> [引用文]:
━━━━━━━━━━━━━━━━━━━━
『日本短編漫画傑作集』(全6巻)の刊行が始まりました。1950年代末から現代にいたる戦後日本マンガの短編の逸品を集成する企画です。
今回配本された前半3巻を読んでつくづく感嘆するのは、日本のマンガの、題材の限りない多様さ、テーマの掘りさげかたの深さ、目を瞠(みは)るような技法の尖鋭化(せんえいか)です。この50年あまりの時間で、日本のマンガは爆発するような創造的進化を遂げているのです。そのマンガ表現のダイナミックな可能性の開花に、身ぶるいするほどの興奮を抑えることができません。
━━━━━━━━━━━━━━━━━━━━
> [データ]:
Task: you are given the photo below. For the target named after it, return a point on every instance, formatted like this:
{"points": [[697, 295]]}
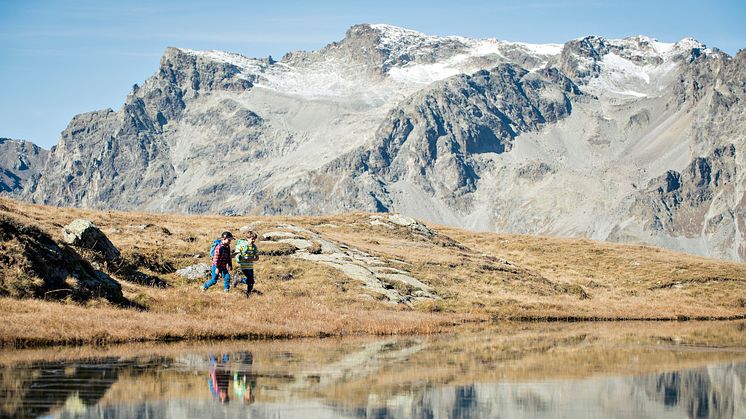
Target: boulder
{"points": [[85, 234]]}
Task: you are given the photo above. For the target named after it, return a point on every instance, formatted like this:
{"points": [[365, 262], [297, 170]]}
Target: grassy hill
{"points": [[332, 275]]}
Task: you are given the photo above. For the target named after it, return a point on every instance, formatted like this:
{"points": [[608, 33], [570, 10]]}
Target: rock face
{"points": [[573, 139], [20, 163]]}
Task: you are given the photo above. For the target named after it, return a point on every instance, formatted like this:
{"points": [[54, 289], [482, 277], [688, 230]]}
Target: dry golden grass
{"points": [[480, 276]]}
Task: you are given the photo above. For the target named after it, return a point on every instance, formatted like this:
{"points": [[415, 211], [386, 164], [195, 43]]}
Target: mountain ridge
{"points": [[219, 132]]}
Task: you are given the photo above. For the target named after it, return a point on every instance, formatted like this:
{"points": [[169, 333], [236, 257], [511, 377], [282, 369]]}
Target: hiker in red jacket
{"points": [[221, 263]]}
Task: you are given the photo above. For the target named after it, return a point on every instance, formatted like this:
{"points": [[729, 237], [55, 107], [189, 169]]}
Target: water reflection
{"points": [[223, 374], [538, 371]]}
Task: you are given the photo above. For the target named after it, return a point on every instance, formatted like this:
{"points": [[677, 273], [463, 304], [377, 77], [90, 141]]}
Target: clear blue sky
{"points": [[61, 58]]}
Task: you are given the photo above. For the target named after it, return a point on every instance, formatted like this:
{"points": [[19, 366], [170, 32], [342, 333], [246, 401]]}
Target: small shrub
{"points": [[315, 248]]}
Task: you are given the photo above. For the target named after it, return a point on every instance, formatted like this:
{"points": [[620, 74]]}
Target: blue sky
{"points": [[61, 58]]}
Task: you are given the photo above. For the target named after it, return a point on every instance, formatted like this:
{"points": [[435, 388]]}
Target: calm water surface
{"points": [[631, 370]]}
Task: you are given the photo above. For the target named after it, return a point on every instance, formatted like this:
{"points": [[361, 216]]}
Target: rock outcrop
{"points": [[85, 234], [33, 265], [20, 164]]}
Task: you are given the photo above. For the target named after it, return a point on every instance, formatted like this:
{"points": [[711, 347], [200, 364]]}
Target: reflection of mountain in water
{"points": [[708, 392], [717, 391]]}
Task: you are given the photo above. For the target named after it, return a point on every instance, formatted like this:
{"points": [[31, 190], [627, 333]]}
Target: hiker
{"points": [[221, 262], [246, 255]]}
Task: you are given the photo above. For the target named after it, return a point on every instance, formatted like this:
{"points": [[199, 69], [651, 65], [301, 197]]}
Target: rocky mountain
{"points": [[612, 139], [20, 162]]}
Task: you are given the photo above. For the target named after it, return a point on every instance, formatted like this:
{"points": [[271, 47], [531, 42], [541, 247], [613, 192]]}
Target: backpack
{"points": [[215, 244], [244, 250]]}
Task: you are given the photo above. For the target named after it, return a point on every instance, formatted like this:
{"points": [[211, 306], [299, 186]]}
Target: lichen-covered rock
{"points": [[33, 265], [85, 234]]}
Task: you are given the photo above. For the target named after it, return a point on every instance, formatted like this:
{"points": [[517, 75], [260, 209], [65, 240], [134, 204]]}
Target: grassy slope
{"points": [[481, 276]]}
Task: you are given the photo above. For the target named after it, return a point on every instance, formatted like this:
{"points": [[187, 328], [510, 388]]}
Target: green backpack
{"points": [[243, 248]]}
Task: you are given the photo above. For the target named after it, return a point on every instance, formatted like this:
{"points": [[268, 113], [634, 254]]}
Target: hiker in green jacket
{"points": [[246, 254]]}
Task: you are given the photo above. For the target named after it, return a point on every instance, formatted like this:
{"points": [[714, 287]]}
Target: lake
{"points": [[537, 370]]}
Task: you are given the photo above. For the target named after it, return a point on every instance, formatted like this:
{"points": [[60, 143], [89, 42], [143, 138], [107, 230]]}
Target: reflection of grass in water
{"points": [[348, 371], [480, 276]]}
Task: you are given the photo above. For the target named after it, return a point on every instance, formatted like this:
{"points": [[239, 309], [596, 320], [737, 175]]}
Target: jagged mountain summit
{"points": [[613, 139], [20, 162]]}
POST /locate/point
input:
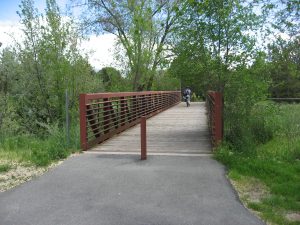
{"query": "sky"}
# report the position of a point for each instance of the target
(98, 48)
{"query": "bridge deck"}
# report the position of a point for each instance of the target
(179, 130)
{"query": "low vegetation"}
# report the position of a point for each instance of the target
(271, 156)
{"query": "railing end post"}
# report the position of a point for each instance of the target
(143, 138)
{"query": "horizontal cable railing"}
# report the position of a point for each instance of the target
(103, 115)
(214, 104)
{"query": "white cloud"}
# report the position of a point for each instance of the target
(9, 33)
(100, 50)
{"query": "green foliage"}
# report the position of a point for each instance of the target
(37, 151)
(113, 80)
(163, 81)
(243, 89)
(274, 159)
(34, 76)
(142, 29)
(284, 68)
(4, 168)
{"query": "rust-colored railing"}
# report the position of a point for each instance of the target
(103, 115)
(214, 104)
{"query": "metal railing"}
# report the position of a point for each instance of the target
(103, 115)
(214, 104)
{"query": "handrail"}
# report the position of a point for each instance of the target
(103, 115)
(214, 105)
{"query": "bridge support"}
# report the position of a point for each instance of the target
(143, 138)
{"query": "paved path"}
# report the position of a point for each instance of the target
(179, 130)
(98, 189)
(94, 189)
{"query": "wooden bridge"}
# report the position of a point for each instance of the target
(172, 128)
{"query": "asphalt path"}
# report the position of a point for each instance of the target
(94, 189)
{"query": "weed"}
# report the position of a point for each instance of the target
(4, 168)
(272, 157)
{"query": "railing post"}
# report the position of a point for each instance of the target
(143, 138)
(83, 129)
(218, 116)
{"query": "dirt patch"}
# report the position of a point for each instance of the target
(20, 173)
(250, 189)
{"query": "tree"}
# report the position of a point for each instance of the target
(112, 80)
(142, 28)
(51, 63)
(284, 59)
(217, 33)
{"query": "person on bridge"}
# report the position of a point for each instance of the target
(187, 96)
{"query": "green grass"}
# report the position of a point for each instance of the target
(39, 151)
(4, 168)
(274, 160)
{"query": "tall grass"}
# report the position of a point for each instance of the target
(273, 158)
(40, 151)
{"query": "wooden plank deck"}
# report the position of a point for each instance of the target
(180, 130)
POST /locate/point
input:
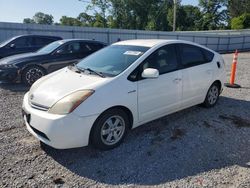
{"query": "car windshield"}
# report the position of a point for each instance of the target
(50, 47)
(113, 59)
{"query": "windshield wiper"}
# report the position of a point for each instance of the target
(96, 72)
(90, 70)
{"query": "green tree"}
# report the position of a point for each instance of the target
(65, 20)
(101, 8)
(214, 14)
(241, 22)
(238, 7)
(86, 19)
(28, 21)
(187, 18)
(41, 18)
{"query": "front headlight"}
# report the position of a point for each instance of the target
(67, 104)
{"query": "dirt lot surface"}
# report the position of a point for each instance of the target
(196, 147)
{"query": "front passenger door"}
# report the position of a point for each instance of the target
(160, 96)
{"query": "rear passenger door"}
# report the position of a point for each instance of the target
(197, 73)
(160, 96)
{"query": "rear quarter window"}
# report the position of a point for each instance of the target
(208, 55)
(193, 55)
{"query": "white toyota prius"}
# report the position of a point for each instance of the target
(119, 88)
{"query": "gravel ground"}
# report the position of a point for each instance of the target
(196, 147)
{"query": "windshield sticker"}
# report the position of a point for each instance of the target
(136, 53)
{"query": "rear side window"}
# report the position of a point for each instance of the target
(192, 55)
(41, 41)
(95, 46)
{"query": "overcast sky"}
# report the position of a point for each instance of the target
(17, 10)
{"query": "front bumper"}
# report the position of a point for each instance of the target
(58, 131)
(8, 74)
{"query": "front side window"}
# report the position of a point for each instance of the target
(40, 41)
(163, 59)
(113, 59)
(191, 55)
(21, 42)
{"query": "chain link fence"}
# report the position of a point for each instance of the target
(221, 41)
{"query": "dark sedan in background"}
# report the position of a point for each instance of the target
(29, 67)
(24, 44)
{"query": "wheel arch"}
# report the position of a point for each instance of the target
(33, 65)
(125, 109)
(218, 82)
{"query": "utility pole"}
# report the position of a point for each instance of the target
(174, 16)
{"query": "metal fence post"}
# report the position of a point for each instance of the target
(108, 36)
(73, 33)
(243, 43)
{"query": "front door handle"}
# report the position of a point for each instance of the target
(209, 71)
(177, 80)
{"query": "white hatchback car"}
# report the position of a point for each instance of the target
(119, 88)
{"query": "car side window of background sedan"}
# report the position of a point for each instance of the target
(163, 59)
(70, 48)
(21, 42)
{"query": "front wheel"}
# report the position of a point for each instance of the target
(212, 96)
(110, 129)
(32, 74)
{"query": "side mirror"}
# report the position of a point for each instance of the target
(12, 45)
(58, 52)
(150, 73)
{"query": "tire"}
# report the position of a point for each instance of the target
(110, 123)
(32, 74)
(212, 96)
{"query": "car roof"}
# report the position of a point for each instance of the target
(33, 35)
(148, 42)
(83, 40)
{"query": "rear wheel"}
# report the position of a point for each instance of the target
(32, 74)
(110, 129)
(212, 95)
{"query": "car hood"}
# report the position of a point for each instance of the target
(19, 58)
(53, 87)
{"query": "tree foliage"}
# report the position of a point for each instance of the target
(238, 7)
(241, 22)
(156, 15)
(214, 14)
(70, 21)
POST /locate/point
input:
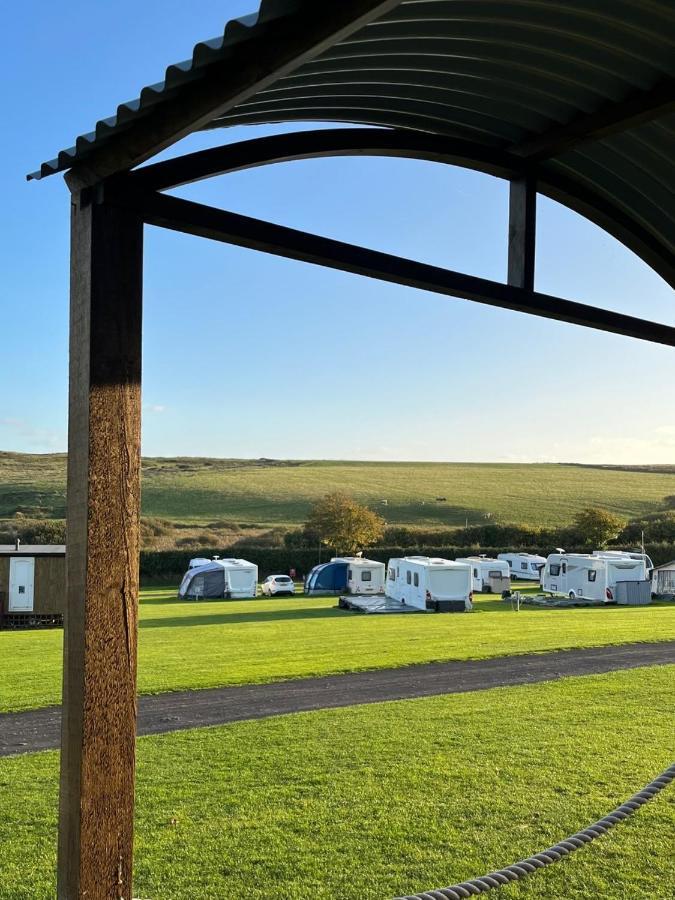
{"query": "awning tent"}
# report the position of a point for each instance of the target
(573, 100)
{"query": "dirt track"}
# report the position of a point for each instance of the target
(39, 729)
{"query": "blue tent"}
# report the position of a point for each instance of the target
(327, 578)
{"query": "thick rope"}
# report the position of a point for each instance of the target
(553, 854)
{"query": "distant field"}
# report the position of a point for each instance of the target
(269, 492)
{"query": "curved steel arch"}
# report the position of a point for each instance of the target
(326, 143)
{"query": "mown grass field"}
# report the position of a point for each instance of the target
(266, 492)
(209, 644)
(370, 802)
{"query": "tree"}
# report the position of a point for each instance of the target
(597, 526)
(342, 523)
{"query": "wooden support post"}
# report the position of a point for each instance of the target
(522, 229)
(99, 682)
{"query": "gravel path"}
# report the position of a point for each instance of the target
(39, 729)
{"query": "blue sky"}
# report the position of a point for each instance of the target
(248, 355)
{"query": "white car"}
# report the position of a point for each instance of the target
(277, 584)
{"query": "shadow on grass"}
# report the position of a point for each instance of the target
(226, 618)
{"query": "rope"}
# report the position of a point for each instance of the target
(553, 854)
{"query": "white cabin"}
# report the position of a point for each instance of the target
(590, 576)
(429, 583)
(489, 576)
(525, 566)
(364, 576)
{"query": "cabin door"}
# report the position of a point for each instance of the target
(21, 584)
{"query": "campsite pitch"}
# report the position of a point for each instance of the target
(369, 802)
(185, 646)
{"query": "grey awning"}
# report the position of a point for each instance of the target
(584, 90)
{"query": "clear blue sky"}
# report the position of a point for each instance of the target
(250, 355)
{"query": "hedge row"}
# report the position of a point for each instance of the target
(170, 565)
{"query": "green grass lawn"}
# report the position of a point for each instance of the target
(279, 493)
(190, 645)
(369, 802)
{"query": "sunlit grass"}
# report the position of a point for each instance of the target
(208, 644)
(369, 802)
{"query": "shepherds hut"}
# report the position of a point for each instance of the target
(32, 585)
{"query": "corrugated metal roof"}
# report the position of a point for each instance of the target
(497, 73)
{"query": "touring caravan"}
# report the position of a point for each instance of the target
(590, 576)
(220, 578)
(663, 580)
(428, 583)
(525, 566)
(346, 575)
(490, 576)
(627, 554)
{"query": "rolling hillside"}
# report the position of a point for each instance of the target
(272, 492)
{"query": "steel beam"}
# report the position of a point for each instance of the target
(522, 232)
(243, 231)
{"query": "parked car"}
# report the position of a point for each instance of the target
(277, 584)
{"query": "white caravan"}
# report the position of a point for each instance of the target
(627, 554)
(526, 566)
(364, 576)
(590, 577)
(425, 582)
(489, 576)
(219, 578)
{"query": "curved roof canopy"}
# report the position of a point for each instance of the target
(580, 94)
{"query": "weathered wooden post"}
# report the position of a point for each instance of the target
(522, 232)
(99, 681)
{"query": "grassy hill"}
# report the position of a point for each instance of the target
(277, 492)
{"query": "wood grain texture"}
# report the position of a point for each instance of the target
(99, 721)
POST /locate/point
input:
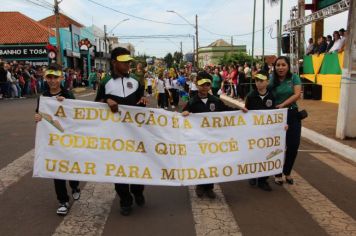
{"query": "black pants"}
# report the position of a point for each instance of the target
(292, 141)
(124, 191)
(175, 96)
(61, 189)
(206, 186)
(162, 100)
(149, 89)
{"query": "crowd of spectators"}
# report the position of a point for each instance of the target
(328, 44)
(20, 80)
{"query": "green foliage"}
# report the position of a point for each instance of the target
(168, 59)
(236, 58)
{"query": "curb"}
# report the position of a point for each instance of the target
(330, 144)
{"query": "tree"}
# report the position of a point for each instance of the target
(168, 59)
(236, 58)
(177, 56)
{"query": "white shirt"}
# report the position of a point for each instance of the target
(149, 81)
(167, 83)
(160, 85)
(337, 45)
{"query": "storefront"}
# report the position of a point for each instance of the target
(30, 53)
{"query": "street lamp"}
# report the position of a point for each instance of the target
(118, 24)
(196, 33)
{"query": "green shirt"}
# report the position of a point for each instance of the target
(216, 81)
(285, 89)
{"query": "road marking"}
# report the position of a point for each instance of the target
(14, 171)
(212, 217)
(314, 151)
(333, 220)
(340, 166)
(86, 95)
(89, 214)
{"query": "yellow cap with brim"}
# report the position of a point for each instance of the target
(261, 77)
(203, 81)
(124, 58)
(57, 73)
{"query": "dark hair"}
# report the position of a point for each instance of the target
(263, 72)
(114, 54)
(204, 75)
(118, 52)
(276, 81)
(54, 66)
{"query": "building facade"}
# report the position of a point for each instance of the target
(211, 54)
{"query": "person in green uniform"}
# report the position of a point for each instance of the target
(216, 82)
(121, 89)
(286, 88)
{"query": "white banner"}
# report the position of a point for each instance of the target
(80, 140)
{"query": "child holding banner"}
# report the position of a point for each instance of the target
(260, 99)
(54, 76)
(120, 88)
(203, 101)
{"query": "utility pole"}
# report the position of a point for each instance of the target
(263, 31)
(59, 51)
(345, 126)
(253, 38)
(278, 39)
(196, 41)
(105, 43)
(181, 50)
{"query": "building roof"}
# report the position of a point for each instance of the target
(219, 43)
(16, 28)
(64, 21)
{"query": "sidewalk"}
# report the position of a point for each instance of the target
(320, 127)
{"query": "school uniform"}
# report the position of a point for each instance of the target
(59, 184)
(256, 101)
(125, 91)
(209, 104)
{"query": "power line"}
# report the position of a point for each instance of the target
(39, 5)
(133, 16)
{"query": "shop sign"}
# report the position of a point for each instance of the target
(21, 52)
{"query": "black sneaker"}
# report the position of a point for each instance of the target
(126, 211)
(264, 186)
(252, 182)
(76, 194)
(199, 190)
(210, 194)
(140, 200)
(63, 208)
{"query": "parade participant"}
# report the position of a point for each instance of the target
(286, 88)
(216, 82)
(260, 99)
(161, 93)
(54, 76)
(203, 101)
(139, 74)
(149, 82)
(121, 89)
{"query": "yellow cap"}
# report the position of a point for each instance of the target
(124, 58)
(53, 72)
(261, 77)
(203, 81)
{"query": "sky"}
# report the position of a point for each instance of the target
(217, 19)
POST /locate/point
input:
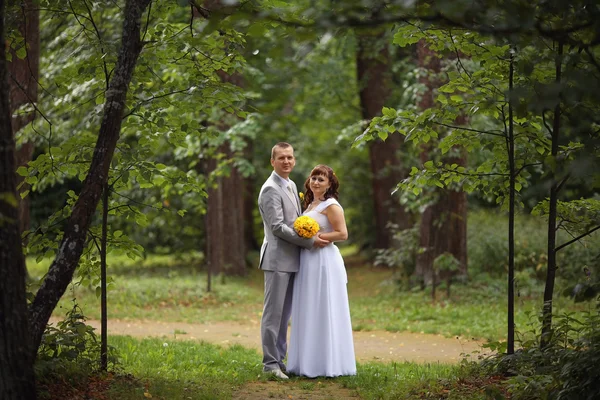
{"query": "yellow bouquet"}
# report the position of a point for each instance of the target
(306, 226)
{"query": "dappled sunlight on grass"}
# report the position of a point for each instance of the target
(174, 289)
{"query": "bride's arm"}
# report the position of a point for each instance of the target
(335, 215)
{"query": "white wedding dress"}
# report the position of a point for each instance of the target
(321, 341)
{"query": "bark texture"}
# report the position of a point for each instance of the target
(16, 359)
(61, 271)
(443, 226)
(23, 82)
(373, 63)
(227, 206)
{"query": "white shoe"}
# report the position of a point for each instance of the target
(277, 373)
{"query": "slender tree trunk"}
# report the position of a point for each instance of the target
(373, 63)
(62, 268)
(103, 307)
(226, 209)
(443, 226)
(554, 189)
(23, 82)
(510, 339)
(16, 361)
(225, 239)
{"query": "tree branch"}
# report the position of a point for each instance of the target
(577, 238)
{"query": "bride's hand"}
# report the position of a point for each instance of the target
(320, 242)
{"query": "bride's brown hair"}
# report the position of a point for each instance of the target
(334, 184)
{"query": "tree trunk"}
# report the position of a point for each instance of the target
(443, 226)
(16, 361)
(225, 239)
(510, 339)
(62, 268)
(373, 63)
(553, 200)
(226, 224)
(23, 82)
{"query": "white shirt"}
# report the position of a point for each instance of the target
(286, 182)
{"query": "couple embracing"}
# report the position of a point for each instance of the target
(305, 278)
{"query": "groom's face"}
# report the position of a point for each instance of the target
(284, 161)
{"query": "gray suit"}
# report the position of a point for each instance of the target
(280, 260)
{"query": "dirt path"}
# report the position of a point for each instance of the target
(369, 346)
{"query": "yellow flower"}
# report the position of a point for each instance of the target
(306, 226)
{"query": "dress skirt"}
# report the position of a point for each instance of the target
(321, 342)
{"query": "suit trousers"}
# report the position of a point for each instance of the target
(277, 310)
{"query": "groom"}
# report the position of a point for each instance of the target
(279, 207)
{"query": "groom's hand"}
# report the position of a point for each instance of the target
(319, 243)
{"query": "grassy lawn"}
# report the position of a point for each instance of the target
(167, 289)
(165, 369)
(174, 288)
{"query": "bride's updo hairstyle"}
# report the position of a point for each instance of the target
(334, 184)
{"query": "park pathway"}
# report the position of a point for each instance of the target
(380, 346)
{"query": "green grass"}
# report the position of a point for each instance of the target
(185, 369)
(166, 289)
(182, 369)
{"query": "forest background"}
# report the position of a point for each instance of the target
(145, 128)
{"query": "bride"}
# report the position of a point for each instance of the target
(321, 341)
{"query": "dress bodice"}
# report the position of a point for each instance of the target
(316, 214)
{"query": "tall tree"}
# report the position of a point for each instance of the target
(225, 215)
(23, 81)
(72, 244)
(16, 357)
(443, 226)
(373, 64)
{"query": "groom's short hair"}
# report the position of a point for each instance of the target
(280, 145)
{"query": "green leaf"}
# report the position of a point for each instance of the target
(9, 198)
(22, 171)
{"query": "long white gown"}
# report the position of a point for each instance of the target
(321, 342)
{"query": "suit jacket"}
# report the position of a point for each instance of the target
(280, 250)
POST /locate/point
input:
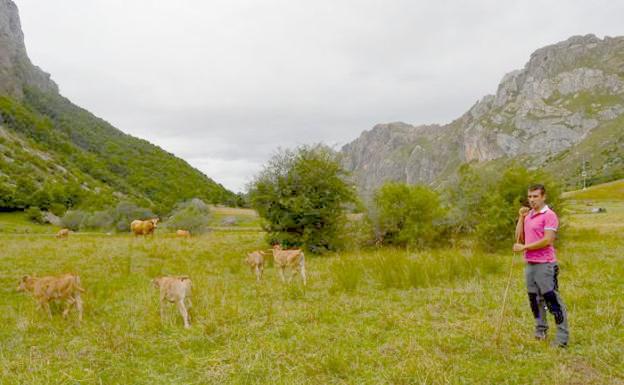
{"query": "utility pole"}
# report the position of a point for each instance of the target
━━━━━━━━━━━━━━━━━━━━
> [解く問題]:
引用文の「今回配本された前半3巻を読ん」から「奮を抑えることができません。」までを、一字も変えずに書き写してください。

> [答えは下]:
今回配本された前半3巻を読んでつくづく感嘆するのは、日本のマンガの、題材の限りない多様さ、テーマの掘りさげかたの深さ、目を瞠(みは)るような技法の尖鋭化(せんえいか)です。この50年あまりの時間で、日本のマンガは爆発するような創造的進化を遂げているのです。そのマンガ表現のダイナミックな可能性の開花に、身ぶるいするほどの興奮を抑えることができません。